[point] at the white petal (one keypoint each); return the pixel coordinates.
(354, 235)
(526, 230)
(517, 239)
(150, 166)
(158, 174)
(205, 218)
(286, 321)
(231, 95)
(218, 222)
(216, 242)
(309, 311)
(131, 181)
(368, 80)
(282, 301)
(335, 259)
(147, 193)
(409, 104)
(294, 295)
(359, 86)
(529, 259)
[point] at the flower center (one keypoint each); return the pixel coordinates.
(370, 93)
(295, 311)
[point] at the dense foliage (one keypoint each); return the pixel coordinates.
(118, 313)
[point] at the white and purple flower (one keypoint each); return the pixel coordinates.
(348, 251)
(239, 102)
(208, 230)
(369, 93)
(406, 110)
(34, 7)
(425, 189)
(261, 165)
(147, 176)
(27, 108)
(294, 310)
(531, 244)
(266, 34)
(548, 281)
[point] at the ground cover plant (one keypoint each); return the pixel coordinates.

....................

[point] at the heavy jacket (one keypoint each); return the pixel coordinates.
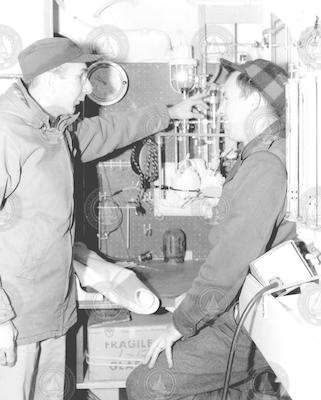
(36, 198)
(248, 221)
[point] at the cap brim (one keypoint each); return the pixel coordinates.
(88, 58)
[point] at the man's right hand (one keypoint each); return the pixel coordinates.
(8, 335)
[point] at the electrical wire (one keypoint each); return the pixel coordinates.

....................

• **Written task**
Give back the lines word for word, starting with the line that has "[point] at the white and" and stopping after the line that has "[point] at the ground".

• **Answer to this task**
[point] at the white and purple flower (one keypoint each); return the pixel coordinates.
(348, 251)
(239, 102)
(208, 230)
(369, 93)
(406, 110)
(34, 7)
(425, 189)
(261, 165)
(147, 176)
(27, 108)
(294, 310)
(531, 244)
(266, 34)
(548, 281)
[point] at the ground cover plant (one keypoint each); return the pixel coordinates.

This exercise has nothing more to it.